▶ [Exercise] Return each record exactly as it appears, so that nothing is dropped or altered.

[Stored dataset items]

+++

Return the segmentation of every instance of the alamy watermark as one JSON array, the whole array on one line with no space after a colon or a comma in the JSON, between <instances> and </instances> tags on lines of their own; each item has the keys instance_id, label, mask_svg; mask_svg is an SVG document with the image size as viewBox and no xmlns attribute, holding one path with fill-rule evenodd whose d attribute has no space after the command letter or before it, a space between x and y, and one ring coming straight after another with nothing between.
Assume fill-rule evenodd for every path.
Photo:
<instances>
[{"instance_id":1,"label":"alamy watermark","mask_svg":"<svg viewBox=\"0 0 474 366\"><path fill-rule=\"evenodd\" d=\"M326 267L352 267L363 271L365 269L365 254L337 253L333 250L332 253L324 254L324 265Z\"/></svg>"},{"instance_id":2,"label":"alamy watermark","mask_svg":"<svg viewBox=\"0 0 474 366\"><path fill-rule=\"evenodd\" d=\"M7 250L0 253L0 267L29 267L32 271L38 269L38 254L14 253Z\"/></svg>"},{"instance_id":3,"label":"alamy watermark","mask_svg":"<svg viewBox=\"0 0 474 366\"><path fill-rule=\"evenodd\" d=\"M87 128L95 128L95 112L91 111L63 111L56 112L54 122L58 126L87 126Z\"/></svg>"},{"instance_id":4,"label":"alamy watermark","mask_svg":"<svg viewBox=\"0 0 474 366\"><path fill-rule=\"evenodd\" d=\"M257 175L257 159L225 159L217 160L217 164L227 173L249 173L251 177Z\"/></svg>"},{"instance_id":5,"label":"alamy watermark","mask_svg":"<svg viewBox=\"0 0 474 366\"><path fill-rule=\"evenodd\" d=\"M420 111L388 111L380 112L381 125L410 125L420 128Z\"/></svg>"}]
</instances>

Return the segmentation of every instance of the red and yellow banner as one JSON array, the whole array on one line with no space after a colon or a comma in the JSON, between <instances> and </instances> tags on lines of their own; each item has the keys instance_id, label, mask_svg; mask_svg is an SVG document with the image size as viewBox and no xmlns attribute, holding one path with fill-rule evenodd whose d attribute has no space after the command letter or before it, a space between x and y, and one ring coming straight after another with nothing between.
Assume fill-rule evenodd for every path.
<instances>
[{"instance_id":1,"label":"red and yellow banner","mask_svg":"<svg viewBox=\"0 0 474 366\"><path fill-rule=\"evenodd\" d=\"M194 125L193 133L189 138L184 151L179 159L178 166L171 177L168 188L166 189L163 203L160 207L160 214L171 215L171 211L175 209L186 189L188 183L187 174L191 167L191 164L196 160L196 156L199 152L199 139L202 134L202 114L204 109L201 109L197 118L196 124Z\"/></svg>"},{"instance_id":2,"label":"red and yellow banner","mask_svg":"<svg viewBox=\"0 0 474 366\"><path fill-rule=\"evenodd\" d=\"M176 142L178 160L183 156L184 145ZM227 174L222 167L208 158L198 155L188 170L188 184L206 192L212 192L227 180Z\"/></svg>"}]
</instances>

+++

▶ [Task result]
Return the segmentation of every instance of the alamy watermark as one JSON array, the whole array on one line with no space after a colon or a comma in the JSON, between <instances> and </instances> tags on lines of their own; each item has the keys instance_id, label, mask_svg; mask_svg is an SVG document with the image size as viewBox and no xmlns attribute, holding one path with fill-rule evenodd whose d attribute has no space after the command letter or before it, a space between x and y, and one ring coming straight after another with nothing between.
Assume fill-rule evenodd for every path.
Photo:
<instances>
[{"instance_id":1,"label":"alamy watermark","mask_svg":"<svg viewBox=\"0 0 474 366\"><path fill-rule=\"evenodd\" d=\"M326 267L352 267L363 271L365 269L365 254L337 253L333 250L332 253L324 254L324 265Z\"/></svg>"},{"instance_id":2,"label":"alamy watermark","mask_svg":"<svg viewBox=\"0 0 474 366\"><path fill-rule=\"evenodd\" d=\"M7 250L0 253L0 267L29 267L32 271L38 269L38 254L14 253Z\"/></svg>"},{"instance_id":3,"label":"alamy watermark","mask_svg":"<svg viewBox=\"0 0 474 366\"><path fill-rule=\"evenodd\" d=\"M87 128L95 128L95 112L91 111L63 111L56 112L54 122L58 126L87 126Z\"/></svg>"},{"instance_id":4,"label":"alamy watermark","mask_svg":"<svg viewBox=\"0 0 474 366\"><path fill-rule=\"evenodd\" d=\"M257 175L257 159L225 159L217 160L217 164L227 173L249 173L251 177Z\"/></svg>"},{"instance_id":5,"label":"alamy watermark","mask_svg":"<svg viewBox=\"0 0 474 366\"><path fill-rule=\"evenodd\" d=\"M420 111L388 111L380 112L381 125L410 125L420 128Z\"/></svg>"}]
</instances>

Return the segmentation of every instance of the red and yellow banner as one JSON array, the whole array on one line with no space after a colon or a comma in the JSON, between <instances> and </instances> tags on lines of their own; each item has the keys instance_id, label, mask_svg; mask_svg is an SVG document with the image size as viewBox and no xmlns attribute, holding one path with fill-rule evenodd whose d attribute has no space after the command letter or before it, a space between x and y, and one ring coming straight after another with nothing between.
Assume fill-rule evenodd for every path.
<instances>
[{"instance_id":1,"label":"red and yellow banner","mask_svg":"<svg viewBox=\"0 0 474 366\"><path fill-rule=\"evenodd\" d=\"M194 125L193 133L189 138L184 151L179 159L178 166L171 177L168 188L166 189L163 203L160 207L160 214L171 215L171 211L175 209L186 189L188 183L187 174L191 167L191 164L196 160L196 156L199 152L199 139L202 134L202 114L204 109L201 109L197 118L196 124Z\"/></svg>"},{"instance_id":2,"label":"red and yellow banner","mask_svg":"<svg viewBox=\"0 0 474 366\"><path fill-rule=\"evenodd\" d=\"M176 142L178 160L183 156L184 145ZM227 174L222 167L208 158L198 155L188 170L188 184L206 192L212 192L227 180Z\"/></svg>"}]
</instances>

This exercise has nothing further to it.